- Document extract:
/---
Big Muddy prohibits people in the Sex Offender Program from using or possessing material that the program staff consider sexually stimulating or used for a sexual purpose. After prison officials seized Bailey’s magazines and the list, which contained names of bands and titles of songs and movies that were graphically sexual, Bailey filed numerous grievances. All were denied but one (resulting in an issue of Maxim being returned to him with some pages about a prison escape removed). Bailey filed this suit alleging that the prison violated his freedom of expression under the First Amendment.

Bailey also initially brought claims under the Fourth and Fourteenth Amendments, alleging unreasonable searches of his cell and unlawful seizure of his property. The district court dismissed both claims at screening because a prisoner has no reasonable expectation of privacy in his cell, Hudson v. Palmer, 468 U.S. 517, 526 (1984), and because Bailey could not establish the deprivation of his property without due process if the State provided an adequate post-deprivation remedy (which Illinois did, 705 ILCS 505/8); Murdock v. Washington, 193 F.3d 510, 513 (7th Cir. 1999). On appeal Bailey contests the dismissal of his due-process claim. But he fails to elaborate or to engage with the district court’s sound reasoning and therefore has waived the argument. See Fed. R. App. P. 28(a)(8)(A); Tobey v. Chibucos, 890 F.3d 634, 652 (7th Cir. 2018).

The defendants moved for summary judgment on the ground that Big Muddy has a legitimate penological interest (primarily, rehabilitation) in prohibiting sex offenders from possessing sexually explicit materials and that this rule was legitimately applied to Bailey. See O'Lone v. Estate of Shabazz, 482 U.S. 342, 348 (1987) (rehabilitation among “valid penological objectives”). They presented the affidavit of the Program’s coordinator, Dr. Holt, who stated that allowing Bailey his magazines and list of media titles containing sexually explicit words would be detrimental to his treatment and recovery. Dr. Holt pointed to studies showing that such material presents negative outcomes for sex offenders, such as an increased risk of sexual criminal behavior and intimacy disorders, increased arousal to violence, increased acceptance of rape myths, and an increased risk of engaging in rape or coercive sex acts. No. 18-1194 Page 3

Bailey countered with one article describing a debate over the link between the consumption of sexually explicit material and sexual abuse because of a sparsity of evidence that prohibiting sexually explicit materials in prison affects inmate behavior. The article posits that such material might provide a safe outlet for inmates and that further research into the causal link is warranted. Corey D. Burton & Richard Tewksbury, Policies on Sexually Explicit Materials in State Prisons, 24 Crim. Just. Pol’y Rev. 222, 223, 230, 232 (2011).
\---
- Stated goal A: According to the opinion excerpt, who was the Program's coordinator whose affidavit the defendants presented?
- Stated goal B: Reproduce the part of the opinion excerpt starting at "Bailey countered with" and ending at "230, 232 (2011).", renaming "article" as "essay" throughout.
- Stated goal C: Say whether each statement agrees with the opinion excerpt, quoting the words that decide it. (i) The district court dismissed Bailey's Fourth and Fourteenth Amendment claims at screening. (ii) Every grievance Bailey filed was denied. (iii) The article Bailey offered suggests that sexually explicit material might give inmates a safe outlet.

- Provided data:
/---
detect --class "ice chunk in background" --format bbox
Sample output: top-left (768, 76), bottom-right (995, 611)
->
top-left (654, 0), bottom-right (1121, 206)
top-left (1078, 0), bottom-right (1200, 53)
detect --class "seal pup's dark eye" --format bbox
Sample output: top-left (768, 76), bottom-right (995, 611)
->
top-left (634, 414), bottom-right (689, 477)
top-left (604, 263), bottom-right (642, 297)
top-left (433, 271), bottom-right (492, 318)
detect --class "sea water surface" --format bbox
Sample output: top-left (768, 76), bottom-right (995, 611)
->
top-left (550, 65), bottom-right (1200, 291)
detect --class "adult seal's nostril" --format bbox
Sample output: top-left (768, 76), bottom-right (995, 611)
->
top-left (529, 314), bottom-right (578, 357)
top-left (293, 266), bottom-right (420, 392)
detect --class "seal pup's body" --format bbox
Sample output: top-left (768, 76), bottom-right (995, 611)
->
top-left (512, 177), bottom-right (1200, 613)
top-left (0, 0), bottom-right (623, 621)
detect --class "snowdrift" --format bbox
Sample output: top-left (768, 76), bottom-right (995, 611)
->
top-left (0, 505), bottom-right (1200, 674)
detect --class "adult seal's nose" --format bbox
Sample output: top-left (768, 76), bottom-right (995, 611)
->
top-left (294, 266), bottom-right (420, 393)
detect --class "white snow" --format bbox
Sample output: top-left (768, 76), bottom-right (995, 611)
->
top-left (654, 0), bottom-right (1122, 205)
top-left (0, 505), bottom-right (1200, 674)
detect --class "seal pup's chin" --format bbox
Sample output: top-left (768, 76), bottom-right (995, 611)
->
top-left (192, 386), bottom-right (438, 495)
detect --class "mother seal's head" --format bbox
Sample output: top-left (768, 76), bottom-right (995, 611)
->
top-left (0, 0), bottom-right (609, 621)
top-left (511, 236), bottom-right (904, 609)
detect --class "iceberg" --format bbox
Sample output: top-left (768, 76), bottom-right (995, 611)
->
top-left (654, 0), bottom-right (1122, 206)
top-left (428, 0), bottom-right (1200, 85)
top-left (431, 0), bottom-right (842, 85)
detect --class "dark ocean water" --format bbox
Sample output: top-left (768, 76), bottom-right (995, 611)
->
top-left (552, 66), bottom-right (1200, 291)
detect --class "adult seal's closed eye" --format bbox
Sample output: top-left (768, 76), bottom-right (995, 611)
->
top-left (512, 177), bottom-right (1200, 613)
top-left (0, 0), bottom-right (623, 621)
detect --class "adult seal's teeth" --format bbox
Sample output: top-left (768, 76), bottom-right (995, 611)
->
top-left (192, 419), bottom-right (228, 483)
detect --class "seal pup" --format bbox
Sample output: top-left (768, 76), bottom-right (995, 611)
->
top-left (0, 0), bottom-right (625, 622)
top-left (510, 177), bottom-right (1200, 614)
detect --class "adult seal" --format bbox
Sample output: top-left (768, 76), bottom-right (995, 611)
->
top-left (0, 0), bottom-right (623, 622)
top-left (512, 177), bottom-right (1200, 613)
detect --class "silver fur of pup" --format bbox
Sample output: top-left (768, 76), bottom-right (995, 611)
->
\---
- Response A: Dr. Holt

- Response B:
Bailey countered with one essay describing a debate over the link between the consumption of sexually explicit material and sexual abuse because of a sparsity of evidence that prohibiting sexually explicit materials in prison affects inmate behavior. The essay posits that such material might provide a safe outlet for inmates and that further research into the causal link is warranted. Corey D. Burton & Richard Tewksbury, Policies on Sexually Explicit Materials in State Prisons, 24 Crim. Just. Pol’y Rev. 222, 223, 230, 232 (2011).

- Response C:
(i) Yes: "The district court dismissed both claims at screening"
(ii) No: "All were denied but one"
(iii) Yes: "The article posits that such material might provide a safe outlet for inmates"